Dataset entries:

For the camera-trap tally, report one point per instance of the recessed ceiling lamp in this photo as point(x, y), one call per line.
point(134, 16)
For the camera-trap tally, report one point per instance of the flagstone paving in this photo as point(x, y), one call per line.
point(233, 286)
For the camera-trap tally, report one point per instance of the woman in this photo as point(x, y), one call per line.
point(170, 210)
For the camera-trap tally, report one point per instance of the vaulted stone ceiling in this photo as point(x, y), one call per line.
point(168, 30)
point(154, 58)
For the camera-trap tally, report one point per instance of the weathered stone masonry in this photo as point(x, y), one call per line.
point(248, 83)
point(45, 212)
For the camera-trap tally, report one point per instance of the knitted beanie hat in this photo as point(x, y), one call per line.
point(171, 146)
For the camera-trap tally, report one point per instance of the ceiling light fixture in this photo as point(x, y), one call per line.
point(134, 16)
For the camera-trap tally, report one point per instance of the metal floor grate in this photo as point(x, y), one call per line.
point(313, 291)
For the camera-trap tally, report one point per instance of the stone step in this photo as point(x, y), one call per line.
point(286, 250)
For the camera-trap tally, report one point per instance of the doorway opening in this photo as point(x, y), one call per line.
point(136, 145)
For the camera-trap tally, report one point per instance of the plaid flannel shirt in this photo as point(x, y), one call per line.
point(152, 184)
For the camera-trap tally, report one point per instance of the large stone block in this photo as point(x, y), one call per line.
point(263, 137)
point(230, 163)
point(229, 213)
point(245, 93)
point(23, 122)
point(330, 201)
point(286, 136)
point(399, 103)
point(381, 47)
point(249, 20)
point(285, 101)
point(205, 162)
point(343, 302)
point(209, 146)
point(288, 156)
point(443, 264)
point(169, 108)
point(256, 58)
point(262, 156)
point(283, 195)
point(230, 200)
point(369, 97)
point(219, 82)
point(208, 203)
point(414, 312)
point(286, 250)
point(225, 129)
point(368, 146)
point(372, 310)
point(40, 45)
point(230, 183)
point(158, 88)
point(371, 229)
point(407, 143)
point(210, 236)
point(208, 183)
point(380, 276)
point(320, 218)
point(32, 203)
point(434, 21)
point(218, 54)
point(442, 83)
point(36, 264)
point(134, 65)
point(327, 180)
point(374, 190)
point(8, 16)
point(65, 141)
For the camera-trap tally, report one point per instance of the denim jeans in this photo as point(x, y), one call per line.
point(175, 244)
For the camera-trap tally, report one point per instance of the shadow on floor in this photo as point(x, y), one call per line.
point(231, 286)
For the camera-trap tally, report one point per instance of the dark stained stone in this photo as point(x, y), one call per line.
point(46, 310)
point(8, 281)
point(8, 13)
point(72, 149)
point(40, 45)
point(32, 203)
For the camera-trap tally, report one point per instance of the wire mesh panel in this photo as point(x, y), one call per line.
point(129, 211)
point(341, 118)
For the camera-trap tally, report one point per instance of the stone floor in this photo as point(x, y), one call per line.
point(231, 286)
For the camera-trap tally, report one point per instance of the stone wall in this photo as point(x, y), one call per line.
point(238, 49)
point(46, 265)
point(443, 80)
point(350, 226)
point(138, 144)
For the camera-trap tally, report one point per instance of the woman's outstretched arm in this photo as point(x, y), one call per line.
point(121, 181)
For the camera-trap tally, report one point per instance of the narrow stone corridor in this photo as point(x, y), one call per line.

Task objective: Print all of the data exactly as it stands above.

Solution for this problem:
For the camera-trap tally, report one point per instance of the recessed ceiling lamp in this photo as point(x, y), one call per line.
point(134, 16)
For the camera-trap tally, report one point per instance of the flagstone paving in this photo as point(x, y), one call per line.
point(233, 286)
For the camera-trap tally, report one point per instance of the woman in this photo as point(x, y), one call per line.
point(170, 210)
For the camera-trap tally, report one point per instance of the vaulted stone ceiling in this photo as point(x, y), one call per line.
point(168, 30)
point(154, 58)
For the camera-trap tally, report one point per instance of the weathered stone masonry in this photo as point(x, y), one call per line.
point(248, 83)
point(45, 212)
For the camera-trap tally, report one point per instance of the knitted beanie hat in this photo as point(x, y), one call per line.
point(171, 146)
For the camera-trap tally, report one point per instance of the ceiling light fixture in this photo as point(x, y), one call per line.
point(134, 16)
For the camera-trap tally, report one point per instance of the metal floor grate in this photo as point(x, y), one call per line.
point(313, 291)
For the camera-trap tally, report one point per instance of the stone step in this photo as point(x, y), one call per line.
point(286, 250)
For the camera-trap tally, report one point per instance of the doorway opening in this photo as point(x, y), one call per line.
point(136, 145)
For the camera-trap tally, report one point per instance of the plaid flannel shirt in this photo as point(x, y), one call per line.
point(152, 184)
For the camera-trap tally, report one point per instance of the large stone block in this photo as point(x, y), one call per line.
point(263, 137)
point(230, 163)
point(229, 213)
point(245, 93)
point(23, 122)
point(330, 201)
point(286, 136)
point(399, 103)
point(381, 47)
point(249, 20)
point(285, 101)
point(205, 162)
point(343, 302)
point(209, 146)
point(288, 156)
point(443, 264)
point(169, 108)
point(256, 58)
point(262, 156)
point(283, 195)
point(230, 200)
point(369, 97)
point(219, 82)
point(208, 203)
point(414, 312)
point(286, 250)
point(225, 129)
point(368, 146)
point(372, 310)
point(40, 45)
point(230, 183)
point(158, 88)
point(371, 229)
point(407, 143)
point(210, 236)
point(208, 183)
point(380, 276)
point(320, 218)
point(32, 203)
point(434, 21)
point(218, 54)
point(442, 83)
point(36, 264)
point(134, 65)
point(327, 180)
point(374, 190)
point(8, 16)
point(65, 141)
For the camera-trap tally, report one point per instance of the denim jeans in this photo as point(x, y), one call per line.
point(175, 244)
For the camera-trap tally, report one point per instance of the shadow on floor in this photo as point(x, y), one call per line.
point(231, 286)
For the camera-trap tally, report one point per instance of the dark stained stone in this photo as point(x, y), one call per line.
point(46, 310)
point(8, 281)
point(8, 13)
point(72, 149)
point(40, 45)
point(32, 203)
For the camera-trap tally, report one point per instance of the wire mesh panel in this photo as point(x, y), one call per line.
point(129, 211)
point(341, 118)
For the camera-trap tally, report one point per instance of the stone floor in this photo as point(x, y), one call per line.
point(231, 286)
For the camera-trap tally, report one point per instance of the stone wall in this photo as point(x, y), one call per line.
point(238, 49)
point(46, 265)
point(443, 80)
point(350, 226)
point(138, 144)
For the camera-trap tally, report one point per instance of the woman's outstretched arm in this photo as point(x, y), one call per line.
point(121, 181)
For the camera-trap tally, report one point per instance of the narrow stone corridor in this photo as point(x, y), one call per line.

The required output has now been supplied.